++++ DOCUMENT SECTION
Member of the Pennsylvania House of Representatives from the 28th district
- In office January 6, 1987 – November 30, 1996
- Preceded by: George Pott
- Succeeded by: Jane Orie

Personal details
- Born: March 14, 1937
- Died: August 6, 2001 (aged 64) Pittsburgh, Pennsylvania, United States
- Party: Republican

= Elaine Farmer =

American politician

Elaine Frazier Farmer (March 14, 1937 – August 6, 2001) was a Republican member of the Pennsylvania House of Representatives.
 She died of multiple myeloma in 2001.

==Background==
Born on March 14, 1937, Elaine Farmer earned her Bachelor of Arts degree in business administration from Case Western Reserve University in 1958 and her Master of Arts in education from that same institution in 1964. She then went on to become a teacher and businesswoman. A member of the council for McCandless from 1980 to 1986, she also served on the board of directors for the Northland Public Library from 1981 to 1985.

A Republican, she was elected to the Pennsylvania House of Representatives in 1986, and served five consecutive terms.

==Illness, death and interment==
Diagnosed with multiple myeloma, Farmer died on August 6, 2001, and was buried at the Allegheny County Memorial Park in Allison Park.
++++++++
◆ WORK INSTRUCTION ◆
Output the passage of the Elaine Farmer biography between "A Republican, she" and "in Allison Park.", inclusive, copying it word for word. The entries below have no connection to the Elaine Farmer biography.
++++ INFORMATION PROVIDED
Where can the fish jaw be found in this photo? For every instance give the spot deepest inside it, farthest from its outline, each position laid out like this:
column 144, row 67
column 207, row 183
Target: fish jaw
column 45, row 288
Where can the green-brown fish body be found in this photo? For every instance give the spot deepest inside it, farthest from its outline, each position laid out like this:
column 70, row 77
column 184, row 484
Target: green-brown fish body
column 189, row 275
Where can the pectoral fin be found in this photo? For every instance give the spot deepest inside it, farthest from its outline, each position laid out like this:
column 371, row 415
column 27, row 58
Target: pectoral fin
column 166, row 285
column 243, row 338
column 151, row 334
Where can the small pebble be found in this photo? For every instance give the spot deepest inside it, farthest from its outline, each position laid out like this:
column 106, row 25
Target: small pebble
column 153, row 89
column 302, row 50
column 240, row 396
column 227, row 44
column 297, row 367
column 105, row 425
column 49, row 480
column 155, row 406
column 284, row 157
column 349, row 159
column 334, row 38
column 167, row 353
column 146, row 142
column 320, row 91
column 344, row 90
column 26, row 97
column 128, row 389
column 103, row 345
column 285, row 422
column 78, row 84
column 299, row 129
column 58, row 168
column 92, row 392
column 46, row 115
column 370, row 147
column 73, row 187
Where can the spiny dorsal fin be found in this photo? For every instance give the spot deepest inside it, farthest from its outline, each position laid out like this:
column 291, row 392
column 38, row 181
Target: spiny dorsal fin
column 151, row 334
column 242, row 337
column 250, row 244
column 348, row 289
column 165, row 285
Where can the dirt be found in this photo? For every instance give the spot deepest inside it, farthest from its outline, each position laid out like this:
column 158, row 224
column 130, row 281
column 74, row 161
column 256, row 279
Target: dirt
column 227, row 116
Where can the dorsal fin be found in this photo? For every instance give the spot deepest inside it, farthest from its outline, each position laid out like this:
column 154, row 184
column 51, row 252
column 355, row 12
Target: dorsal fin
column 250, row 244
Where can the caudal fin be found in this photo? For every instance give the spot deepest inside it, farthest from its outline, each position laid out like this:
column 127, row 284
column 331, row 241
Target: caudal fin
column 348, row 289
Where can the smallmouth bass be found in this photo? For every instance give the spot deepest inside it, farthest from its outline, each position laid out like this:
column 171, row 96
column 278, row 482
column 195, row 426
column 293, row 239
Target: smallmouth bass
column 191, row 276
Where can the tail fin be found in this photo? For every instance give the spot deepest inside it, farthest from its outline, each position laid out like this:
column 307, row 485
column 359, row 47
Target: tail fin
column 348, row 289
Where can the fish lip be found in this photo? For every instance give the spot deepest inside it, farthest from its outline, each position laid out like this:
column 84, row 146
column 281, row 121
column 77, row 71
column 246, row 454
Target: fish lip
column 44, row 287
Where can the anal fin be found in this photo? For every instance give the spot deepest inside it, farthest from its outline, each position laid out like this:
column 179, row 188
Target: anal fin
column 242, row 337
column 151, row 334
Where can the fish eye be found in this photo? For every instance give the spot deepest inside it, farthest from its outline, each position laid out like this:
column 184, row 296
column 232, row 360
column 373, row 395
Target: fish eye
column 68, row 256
++++++++
◆ FINAL ANSWER ◆
A Republican, she was elected to the Pennsylvania House of Representatives in 1986, and served five consecutive terms.

==Illness, death and interment==
Diagnosed with multiple myeloma, Farmer died on August 6, 2001, and was buried at the Allegheny County Memorial Park in Allison Park.